TASK TO CARRY OUT
Rewrite the material below with every "Pick out" changed to "Mark", leaving all other text in the lines as it is.

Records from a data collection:

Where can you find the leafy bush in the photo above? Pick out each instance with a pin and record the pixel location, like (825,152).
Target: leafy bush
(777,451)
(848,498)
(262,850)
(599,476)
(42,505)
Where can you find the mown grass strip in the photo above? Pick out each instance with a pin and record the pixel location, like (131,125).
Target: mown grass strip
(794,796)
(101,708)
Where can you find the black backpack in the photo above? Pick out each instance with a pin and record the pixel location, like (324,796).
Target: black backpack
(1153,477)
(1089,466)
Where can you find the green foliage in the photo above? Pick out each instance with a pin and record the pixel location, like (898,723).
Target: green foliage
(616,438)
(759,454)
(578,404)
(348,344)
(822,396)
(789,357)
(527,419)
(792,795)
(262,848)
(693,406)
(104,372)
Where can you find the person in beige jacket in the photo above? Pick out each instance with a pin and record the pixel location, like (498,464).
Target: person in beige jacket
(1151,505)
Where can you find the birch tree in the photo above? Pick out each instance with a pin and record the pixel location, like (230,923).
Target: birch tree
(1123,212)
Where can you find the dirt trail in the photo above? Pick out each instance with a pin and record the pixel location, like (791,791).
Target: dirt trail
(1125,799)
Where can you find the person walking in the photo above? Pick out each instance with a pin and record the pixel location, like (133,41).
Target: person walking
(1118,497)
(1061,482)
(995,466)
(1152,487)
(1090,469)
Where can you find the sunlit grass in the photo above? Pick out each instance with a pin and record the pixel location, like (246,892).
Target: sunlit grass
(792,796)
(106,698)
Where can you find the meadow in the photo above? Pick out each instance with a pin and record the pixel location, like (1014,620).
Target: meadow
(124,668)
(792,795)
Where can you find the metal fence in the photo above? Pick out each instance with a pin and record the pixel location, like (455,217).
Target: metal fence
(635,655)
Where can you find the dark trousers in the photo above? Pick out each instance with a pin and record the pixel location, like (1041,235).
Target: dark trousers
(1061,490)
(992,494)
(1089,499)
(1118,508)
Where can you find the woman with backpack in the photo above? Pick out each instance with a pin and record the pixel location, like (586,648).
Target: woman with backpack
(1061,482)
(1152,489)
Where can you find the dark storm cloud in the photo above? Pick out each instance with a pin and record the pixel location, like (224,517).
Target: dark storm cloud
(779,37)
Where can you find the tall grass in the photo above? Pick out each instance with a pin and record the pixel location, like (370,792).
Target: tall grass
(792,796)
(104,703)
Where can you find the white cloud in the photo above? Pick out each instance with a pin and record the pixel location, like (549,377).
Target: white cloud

OUTPUT
Where can you find the leafy bush in the photo above? Mark each instance with a pin and record the pixel location, like (825,152).
Target: leafy bush
(777,451)
(848,498)
(262,850)
(599,476)
(42,505)
Where can you find the mown grass strip in the photo above? Mark each instance with a pin and record the pixel location, like (131,125).
Target: mown grass strip
(794,796)
(101,708)
Where can you find the black backpack in the photo above? Mark each instance with a pin and record the pixel location, like (324,796).
Target: black backpack
(1153,477)
(1089,466)
Where can you find the green foliage in the photo above? Mark each instance with a pin and record the pixel location, like (898,723).
Target: green foliage
(616,438)
(759,454)
(578,404)
(348,344)
(822,396)
(789,357)
(527,419)
(792,795)
(262,848)
(693,406)
(104,372)
Where can you find the person in beige jacket in the photo above? Mark each instance with a pin and record the pixel location, like (498,464).
Target: person in beige jacket
(1151,505)
Where can you find the birch tree in the photo above? Mark each instance with a pin and record the pixel location, like (230,923).
Target: birch tree
(1123,212)
Where can you find the dirt trail in the photo above? Mark each instance with a pin and record the pixel location, like (791,791).
Target: dirt trail
(1125,799)
Where can you find the person walking in the photo above? Mark each instance with a pin and record the pixel location, like (133,41).
Target: person walking
(1118,497)
(1061,482)
(995,466)
(1152,487)
(1090,469)
Where can you find the sunlit grass in the photo above? Mark each instance with a pin and record the pixel location, like (246,892).
Target: sunlit grass
(792,796)
(106,698)
Where can you find the meadow in the photo above? Mark each instance with a pin and record the pixel location, like (1014,620).
Target: meadow
(124,668)
(792,795)
Where can you find the metal fence in the photo above? Mark each instance with a pin and record the pixel location, like (455,217).
Target: metal fence
(635,655)
Where can you find the dark trousers in the photo above? Mark each instance with a pin and record the pixel location, like (1041,235).
Target: dark trousers
(1061,490)
(992,494)
(1089,499)
(1118,508)
Where can you find the woman with backpack in the photo above? Mark each instance with a pin and record the pixel location, like (586,648).
Target: woman with backpack
(1061,482)
(1152,489)
Where can you find the dark storm cloud in the photo above? Mark each instance with a pin and record the pixel location, like (224,517).
Target: dark storm cloud
(779,37)
Where can you find the tall grass in the photo above? Mark each instance with a pin and record the pixel location, like (370,792).
Target: tall grass
(792,796)
(104,703)
Where can you find the white cloud in the photo above? Mark each instance with a pin and record the pixel location, like (549,377).
Target: white cloud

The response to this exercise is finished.